= GIVEN REQUEST A =
In the article on the workplace injury reporting rule, translate this sentence into Spanish: "Employers have for years been required to maintain records on workplace injuries and illnesses for a five-year span."

= DOCUMENT EXTRACT =
Congress Nullifies Obama Workplace Injury Reporting Rule

March 24, 2017

The U.S. Senate (50-48) joined the House (231-191) in passing a resolution blocking a federal workplace injury and accident reporting rule put in place by the Obama Administration last December.

The Department of Labor rule issued by the Occupational Safety and Health Administration (OSHA) extended the period of time from six months to five years that employers could face fines for not keeping records on workplace incidents.

Employers have for years been required to maintain records on workplace injuries and illnesses for a five-year span. OSHA uses the information to help it gauge health and safety conditions at worksites.

Republican opponents of the Obama reporting rule said it violated a six month statute of limitations in the law regarding record keeping violations. For its part, OSHA said the rule reflected its actual longstanding position that employers have an ongoing obligation to keep records.

Stored dataset items:
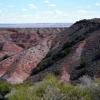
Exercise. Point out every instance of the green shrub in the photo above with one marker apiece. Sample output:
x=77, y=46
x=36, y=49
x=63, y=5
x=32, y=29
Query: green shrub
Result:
x=5, y=86
x=52, y=89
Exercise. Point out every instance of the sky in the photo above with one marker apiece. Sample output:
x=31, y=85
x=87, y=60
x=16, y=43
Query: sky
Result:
x=48, y=11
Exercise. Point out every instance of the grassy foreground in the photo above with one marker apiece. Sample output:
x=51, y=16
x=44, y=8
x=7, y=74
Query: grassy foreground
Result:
x=50, y=89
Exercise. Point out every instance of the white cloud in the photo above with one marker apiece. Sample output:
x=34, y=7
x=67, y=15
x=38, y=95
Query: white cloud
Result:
x=82, y=11
x=32, y=6
x=46, y=1
x=58, y=12
x=97, y=4
x=52, y=5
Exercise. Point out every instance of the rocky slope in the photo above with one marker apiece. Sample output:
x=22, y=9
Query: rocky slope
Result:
x=69, y=53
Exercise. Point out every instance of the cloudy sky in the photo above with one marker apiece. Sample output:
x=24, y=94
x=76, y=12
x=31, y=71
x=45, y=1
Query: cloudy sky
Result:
x=48, y=11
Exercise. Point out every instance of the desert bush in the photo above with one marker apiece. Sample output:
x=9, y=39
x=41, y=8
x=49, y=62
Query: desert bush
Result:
x=5, y=86
x=52, y=89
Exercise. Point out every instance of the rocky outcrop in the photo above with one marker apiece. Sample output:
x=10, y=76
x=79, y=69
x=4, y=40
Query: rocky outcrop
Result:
x=69, y=53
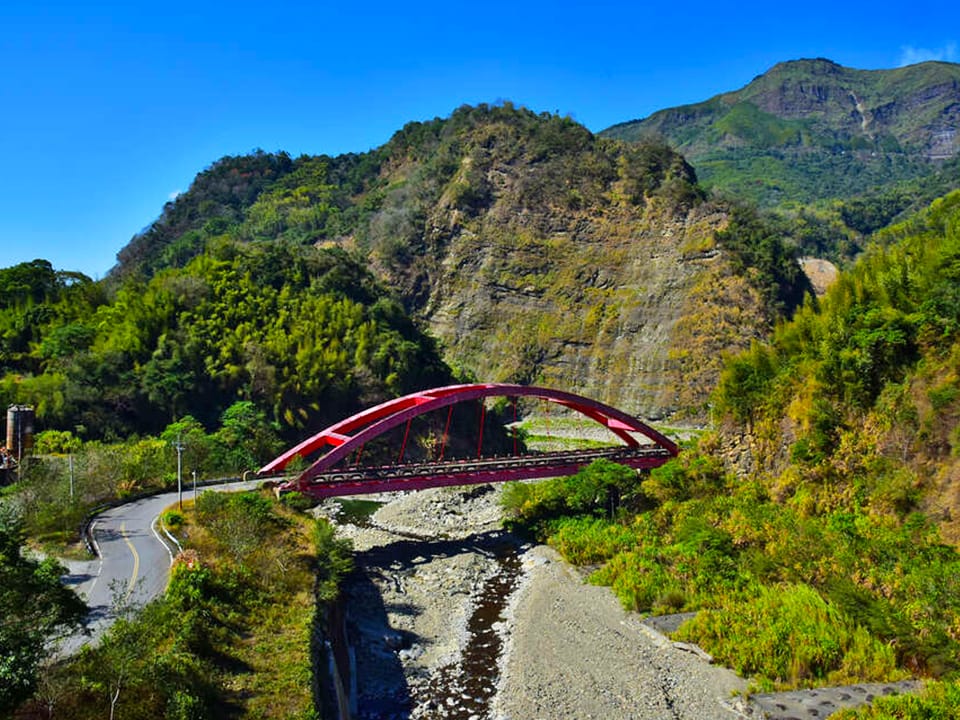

= GIVEN REQUEST B =
Rescale all of the records above by writing every line out again, with the requests and their sample outputs left as they are. Multiply each x and y coordinate in the answers by 0.95 and round it to a whole number, rounding halves up, and leave the pictures out.

= FULL SOLUTION A =
Desde hace años, los empleadores están obligados a conservar registros de las lesiones y enfermedades laborales durante un período de cinco años.

= FULL SOLUTION B =
Exercise. Point out every instance of the green shrub in the photo above with one marker apiece. Sample output:
x=77, y=46
x=36, y=49
x=63, y=5
x=32, y=29
Query: green shrub
Result:
x=5, y=82
x=49, y=85
Exercise. Point out every instance of the sky in the photo above with one marker apiece. Sample output:
x=31, y=85
x=87, y=60
x=16, y=43
Query: sky
Result:
x=46, y=10
Exercise. Point out every instance of the grassy foreground in the photo above with one marker apiece. Sample output:
x=51, y=16
x=44, y=8
x=7, y=74
Query: grassy foreground
Result:
x=48, y=85
Exercise. Point out every instance of the white cloud in the photo above with one marker apiece. Sample output:
x=34, y=7
x=67, y=15
x=38, y=95
Query: white cloud
Result:
x=78, y=10
x=30, y=6
x=44, y=1
x=55, y=11
x=92, y=4
x=49, y=5
Exercise. Point out every instance of the rocky slope in the photo above with one marker apiece. Sample output:
x=22, y=9
Query: rocky slope
Result:
x=66, y=50
Exercise. Point out every instance of the cloudy sky in the photo above with one marker apiece. Sample output:
x=24, y=94
x=76, y=12
x=31, y=71
x=45, y=1
Query: cloudy sky
Result:
x=46, y=10
Exercise. Point out every instance of the desert bush in the photo above with one marker apiece. Sample output:
x=9, y=39
x=41, y=8
x=49, y=62
Query: desert bush
Result:
x=5, y=82
x=49, y=85
Exercise. Point out every instance of the rocky outcrop in the photo above with one marker apiece. Sample output:
x=10, y=76
x=79, y=69
x=4, y=40
Query: rocky outcrop
Result:
x=66, y=50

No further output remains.